==== DOCUMENT SEGMENT

It's hard for me to say. I knew. One of the goals I had was I wanted 1199 to be known as the Bread and Roses union. Because I knew from a p.r. point of view that that phrase was so powerful, and so good, and so sweet, and so non-threatening, for a union to be identified with a slogan like that, that you could gain a lot from it. Now to be successful, it had to be able to reach a lot of people. Now, we were very careful of where we brought the show. If we had an election scheduled at Daughters of Jacob, for the nurses, we made sure that the show came up there before that election. I remember in the Voice, the Voice did a long feature by Rachel Cowan on Bread and Roses. It was very very good. It's reproduced in the first special report -- we reproduced a lot of the p.r. thing. She quotes an organizer saying that it helped us win the election there. So I was aware of it, organizers would come to me and say, “Look, we have this thing happening.”

========
==== RAW RECORDS

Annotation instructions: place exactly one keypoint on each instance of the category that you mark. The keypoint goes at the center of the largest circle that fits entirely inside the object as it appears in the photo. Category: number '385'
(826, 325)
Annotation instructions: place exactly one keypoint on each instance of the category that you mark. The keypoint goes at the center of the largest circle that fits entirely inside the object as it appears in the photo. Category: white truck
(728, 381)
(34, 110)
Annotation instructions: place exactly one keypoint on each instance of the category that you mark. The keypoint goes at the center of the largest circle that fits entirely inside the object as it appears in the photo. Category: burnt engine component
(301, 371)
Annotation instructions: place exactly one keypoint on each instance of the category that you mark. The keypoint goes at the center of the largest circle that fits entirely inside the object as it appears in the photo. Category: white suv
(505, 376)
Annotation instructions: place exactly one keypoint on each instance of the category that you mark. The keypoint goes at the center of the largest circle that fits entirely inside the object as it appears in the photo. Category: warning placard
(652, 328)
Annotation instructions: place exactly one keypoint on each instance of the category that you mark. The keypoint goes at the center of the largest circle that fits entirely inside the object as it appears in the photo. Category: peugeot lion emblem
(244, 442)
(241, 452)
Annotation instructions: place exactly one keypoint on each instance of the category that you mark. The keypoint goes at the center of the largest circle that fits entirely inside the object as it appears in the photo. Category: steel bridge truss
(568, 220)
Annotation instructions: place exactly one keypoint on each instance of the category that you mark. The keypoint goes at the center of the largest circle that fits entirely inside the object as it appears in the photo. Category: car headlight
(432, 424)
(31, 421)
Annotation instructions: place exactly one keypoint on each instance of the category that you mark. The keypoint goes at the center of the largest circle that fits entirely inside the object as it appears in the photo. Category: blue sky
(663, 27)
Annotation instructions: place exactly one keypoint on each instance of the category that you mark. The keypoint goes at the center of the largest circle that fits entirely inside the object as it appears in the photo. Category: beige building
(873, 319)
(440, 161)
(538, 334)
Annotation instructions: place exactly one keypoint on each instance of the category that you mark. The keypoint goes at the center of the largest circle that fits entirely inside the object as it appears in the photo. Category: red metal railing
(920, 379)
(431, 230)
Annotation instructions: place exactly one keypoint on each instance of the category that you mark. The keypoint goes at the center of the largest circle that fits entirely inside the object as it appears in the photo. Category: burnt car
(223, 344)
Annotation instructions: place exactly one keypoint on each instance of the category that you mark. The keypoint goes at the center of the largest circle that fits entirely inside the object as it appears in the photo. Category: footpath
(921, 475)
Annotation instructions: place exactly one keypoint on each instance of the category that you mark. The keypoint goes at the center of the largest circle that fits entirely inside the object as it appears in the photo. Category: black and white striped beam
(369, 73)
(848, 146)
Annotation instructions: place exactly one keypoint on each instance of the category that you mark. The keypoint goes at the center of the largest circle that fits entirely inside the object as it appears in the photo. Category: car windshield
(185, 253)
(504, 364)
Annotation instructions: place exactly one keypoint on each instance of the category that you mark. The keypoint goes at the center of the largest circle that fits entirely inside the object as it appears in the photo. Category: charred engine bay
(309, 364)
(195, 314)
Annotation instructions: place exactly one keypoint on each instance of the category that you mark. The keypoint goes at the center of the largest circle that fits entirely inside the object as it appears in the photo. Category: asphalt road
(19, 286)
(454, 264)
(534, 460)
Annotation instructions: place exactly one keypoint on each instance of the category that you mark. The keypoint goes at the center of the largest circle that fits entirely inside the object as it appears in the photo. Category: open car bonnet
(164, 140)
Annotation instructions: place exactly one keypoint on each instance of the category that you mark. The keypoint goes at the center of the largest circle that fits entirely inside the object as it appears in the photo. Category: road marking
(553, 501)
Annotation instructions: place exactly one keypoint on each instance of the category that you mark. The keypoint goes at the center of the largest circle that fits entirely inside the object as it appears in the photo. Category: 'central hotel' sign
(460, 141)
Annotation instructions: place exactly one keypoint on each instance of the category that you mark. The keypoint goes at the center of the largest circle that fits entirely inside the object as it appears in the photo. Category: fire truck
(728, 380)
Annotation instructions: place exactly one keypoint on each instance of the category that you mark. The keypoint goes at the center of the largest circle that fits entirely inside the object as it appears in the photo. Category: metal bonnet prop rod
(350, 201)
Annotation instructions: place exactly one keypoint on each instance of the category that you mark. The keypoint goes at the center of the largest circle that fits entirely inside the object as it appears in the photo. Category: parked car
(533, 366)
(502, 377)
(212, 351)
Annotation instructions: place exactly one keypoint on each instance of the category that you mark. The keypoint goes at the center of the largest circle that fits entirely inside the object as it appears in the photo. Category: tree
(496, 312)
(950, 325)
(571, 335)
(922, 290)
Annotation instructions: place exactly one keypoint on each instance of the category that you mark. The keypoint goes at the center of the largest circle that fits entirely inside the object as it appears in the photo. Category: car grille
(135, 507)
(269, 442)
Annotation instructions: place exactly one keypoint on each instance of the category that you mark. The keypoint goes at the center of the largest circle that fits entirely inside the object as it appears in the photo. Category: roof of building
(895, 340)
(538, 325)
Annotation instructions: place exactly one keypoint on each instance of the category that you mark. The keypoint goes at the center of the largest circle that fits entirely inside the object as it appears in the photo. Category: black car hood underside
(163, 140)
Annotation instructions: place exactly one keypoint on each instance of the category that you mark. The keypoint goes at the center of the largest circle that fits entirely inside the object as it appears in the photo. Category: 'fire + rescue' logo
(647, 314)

========

WHAT IS NEEDED – In the recollection about 1199 and Bread and Roses, who wrote the long feature on Bread and Roses that appeared in the Voice?

RESULT OF THE TASK – Rachel Cowan